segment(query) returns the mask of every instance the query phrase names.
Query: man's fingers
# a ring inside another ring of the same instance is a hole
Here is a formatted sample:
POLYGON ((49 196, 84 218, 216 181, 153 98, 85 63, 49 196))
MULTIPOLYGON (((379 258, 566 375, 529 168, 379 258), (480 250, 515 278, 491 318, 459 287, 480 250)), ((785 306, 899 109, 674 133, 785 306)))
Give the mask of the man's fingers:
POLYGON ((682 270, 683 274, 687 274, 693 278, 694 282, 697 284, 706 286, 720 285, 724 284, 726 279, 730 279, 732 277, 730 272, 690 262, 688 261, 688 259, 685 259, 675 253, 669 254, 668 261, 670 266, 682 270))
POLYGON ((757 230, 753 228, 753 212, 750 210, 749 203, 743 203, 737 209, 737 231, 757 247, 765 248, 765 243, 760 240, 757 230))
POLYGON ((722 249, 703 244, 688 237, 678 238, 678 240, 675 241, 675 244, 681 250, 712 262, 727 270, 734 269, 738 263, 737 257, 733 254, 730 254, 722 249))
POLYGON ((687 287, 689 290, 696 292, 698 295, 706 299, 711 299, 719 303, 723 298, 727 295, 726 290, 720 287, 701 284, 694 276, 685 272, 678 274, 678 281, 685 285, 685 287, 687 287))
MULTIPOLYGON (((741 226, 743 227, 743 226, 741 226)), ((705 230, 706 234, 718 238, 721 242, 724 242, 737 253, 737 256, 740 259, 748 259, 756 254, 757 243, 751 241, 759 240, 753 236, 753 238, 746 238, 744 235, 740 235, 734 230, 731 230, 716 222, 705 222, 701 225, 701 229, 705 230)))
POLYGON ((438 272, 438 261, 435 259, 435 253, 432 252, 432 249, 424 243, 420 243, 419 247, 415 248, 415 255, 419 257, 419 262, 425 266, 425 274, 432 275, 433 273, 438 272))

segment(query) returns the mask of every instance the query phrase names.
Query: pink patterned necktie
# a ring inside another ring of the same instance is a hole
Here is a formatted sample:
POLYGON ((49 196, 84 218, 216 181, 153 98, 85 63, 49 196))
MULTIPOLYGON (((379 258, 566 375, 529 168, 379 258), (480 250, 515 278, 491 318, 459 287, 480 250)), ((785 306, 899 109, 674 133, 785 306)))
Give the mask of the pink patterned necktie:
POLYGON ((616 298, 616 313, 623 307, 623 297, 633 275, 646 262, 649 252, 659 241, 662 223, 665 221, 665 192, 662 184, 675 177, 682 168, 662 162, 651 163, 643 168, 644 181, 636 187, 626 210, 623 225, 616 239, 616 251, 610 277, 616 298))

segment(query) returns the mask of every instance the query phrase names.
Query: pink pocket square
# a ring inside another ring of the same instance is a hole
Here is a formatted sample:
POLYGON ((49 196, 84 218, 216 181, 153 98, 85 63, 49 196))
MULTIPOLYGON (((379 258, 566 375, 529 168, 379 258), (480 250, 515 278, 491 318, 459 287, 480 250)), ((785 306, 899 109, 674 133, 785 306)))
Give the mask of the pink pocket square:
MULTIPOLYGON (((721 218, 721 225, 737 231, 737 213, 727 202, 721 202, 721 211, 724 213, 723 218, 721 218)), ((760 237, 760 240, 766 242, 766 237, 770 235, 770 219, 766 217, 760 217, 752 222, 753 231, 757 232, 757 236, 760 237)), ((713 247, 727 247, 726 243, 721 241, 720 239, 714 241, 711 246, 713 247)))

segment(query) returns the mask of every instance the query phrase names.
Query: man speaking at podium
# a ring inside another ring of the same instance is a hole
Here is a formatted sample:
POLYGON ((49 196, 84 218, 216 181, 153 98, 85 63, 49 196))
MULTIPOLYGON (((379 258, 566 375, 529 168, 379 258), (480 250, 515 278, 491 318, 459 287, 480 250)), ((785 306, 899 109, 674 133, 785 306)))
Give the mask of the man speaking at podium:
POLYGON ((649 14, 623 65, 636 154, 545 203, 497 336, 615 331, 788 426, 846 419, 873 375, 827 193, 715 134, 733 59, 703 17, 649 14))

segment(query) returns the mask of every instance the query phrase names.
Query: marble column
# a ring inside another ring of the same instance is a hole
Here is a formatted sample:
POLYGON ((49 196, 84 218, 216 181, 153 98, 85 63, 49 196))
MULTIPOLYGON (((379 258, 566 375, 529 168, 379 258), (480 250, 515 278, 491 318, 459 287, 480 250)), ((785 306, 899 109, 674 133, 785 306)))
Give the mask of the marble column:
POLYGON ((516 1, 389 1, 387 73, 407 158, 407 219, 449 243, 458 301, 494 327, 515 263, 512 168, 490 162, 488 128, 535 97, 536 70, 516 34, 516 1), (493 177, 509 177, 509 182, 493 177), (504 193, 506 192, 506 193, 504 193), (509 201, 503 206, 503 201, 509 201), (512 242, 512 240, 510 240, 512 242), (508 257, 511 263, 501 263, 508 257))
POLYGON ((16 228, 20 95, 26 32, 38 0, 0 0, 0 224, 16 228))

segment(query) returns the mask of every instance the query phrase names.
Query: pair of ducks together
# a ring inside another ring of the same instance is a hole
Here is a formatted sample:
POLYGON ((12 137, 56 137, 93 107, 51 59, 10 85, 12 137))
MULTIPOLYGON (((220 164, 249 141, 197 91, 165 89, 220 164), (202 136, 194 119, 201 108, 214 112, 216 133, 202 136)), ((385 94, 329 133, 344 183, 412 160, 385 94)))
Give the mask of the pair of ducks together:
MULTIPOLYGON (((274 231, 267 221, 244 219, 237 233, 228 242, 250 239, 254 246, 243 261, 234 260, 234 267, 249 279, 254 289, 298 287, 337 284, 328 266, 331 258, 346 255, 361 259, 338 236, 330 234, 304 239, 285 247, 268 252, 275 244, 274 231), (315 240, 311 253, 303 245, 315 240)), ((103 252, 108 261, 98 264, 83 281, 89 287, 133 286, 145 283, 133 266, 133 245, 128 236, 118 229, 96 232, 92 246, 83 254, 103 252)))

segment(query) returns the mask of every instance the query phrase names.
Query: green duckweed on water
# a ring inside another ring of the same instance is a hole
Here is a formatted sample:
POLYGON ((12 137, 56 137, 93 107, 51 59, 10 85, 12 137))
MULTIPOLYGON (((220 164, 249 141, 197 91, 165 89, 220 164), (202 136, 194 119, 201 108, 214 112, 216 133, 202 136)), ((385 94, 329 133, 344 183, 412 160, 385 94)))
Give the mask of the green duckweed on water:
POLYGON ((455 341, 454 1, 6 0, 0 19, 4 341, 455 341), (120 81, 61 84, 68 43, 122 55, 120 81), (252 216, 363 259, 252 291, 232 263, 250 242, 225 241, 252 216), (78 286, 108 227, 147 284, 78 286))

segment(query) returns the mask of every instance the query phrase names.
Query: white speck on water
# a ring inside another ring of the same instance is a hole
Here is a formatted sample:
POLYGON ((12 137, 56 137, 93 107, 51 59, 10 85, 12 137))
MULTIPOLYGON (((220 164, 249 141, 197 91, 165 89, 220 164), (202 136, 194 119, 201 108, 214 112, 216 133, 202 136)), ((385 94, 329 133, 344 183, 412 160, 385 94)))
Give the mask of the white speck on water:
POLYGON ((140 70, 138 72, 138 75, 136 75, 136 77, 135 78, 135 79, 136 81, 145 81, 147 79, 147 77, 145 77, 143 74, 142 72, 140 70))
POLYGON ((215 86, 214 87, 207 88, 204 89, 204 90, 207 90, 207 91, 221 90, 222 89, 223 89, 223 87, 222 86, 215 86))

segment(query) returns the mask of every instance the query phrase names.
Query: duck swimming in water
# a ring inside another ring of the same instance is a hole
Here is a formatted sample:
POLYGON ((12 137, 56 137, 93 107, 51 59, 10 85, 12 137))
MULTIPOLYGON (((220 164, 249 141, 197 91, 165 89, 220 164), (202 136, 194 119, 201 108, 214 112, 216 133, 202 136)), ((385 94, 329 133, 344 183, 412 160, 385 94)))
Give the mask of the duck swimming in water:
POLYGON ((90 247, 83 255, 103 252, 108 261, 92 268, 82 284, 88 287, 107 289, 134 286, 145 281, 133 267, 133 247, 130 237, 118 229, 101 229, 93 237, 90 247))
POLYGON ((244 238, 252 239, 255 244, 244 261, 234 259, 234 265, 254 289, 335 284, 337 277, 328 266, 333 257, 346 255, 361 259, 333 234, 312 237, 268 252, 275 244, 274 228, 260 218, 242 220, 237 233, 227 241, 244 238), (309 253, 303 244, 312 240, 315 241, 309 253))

========

What is expected: Copy out, with no changes, every line of the items from the very first line through the line containing "POLYGON ((682 270, 683".

Exercise response:
segment(query) returns the mask of every instance the query phrase names.
Query: man's fingers
# a ring inside another ring of the same instance is a hole
Here is a formatted sample:
POLYGON ((49 196, 84 218, 216 181, 153 98, 85 63, 49 196))
MULTIPOLYGON (((379 258, 566 375, 529 168, 379 258), (480 250, 515 278, 491 318, 459 287, 480 250)), ((785 306, 899 109, 674 133, 785 306)))
Give the mask of the man's fingers:
POLYGON ((682 270, 683 274, 687 274, 693 278, 694 282, 697 284, 706 286, 720 285, 724 284, 726 279, 730 279, 732 277, 730 272, 690 262, 688 261, 688 259, 685 259, 675 253, 669 254, 668 261, 670 266, 682 270))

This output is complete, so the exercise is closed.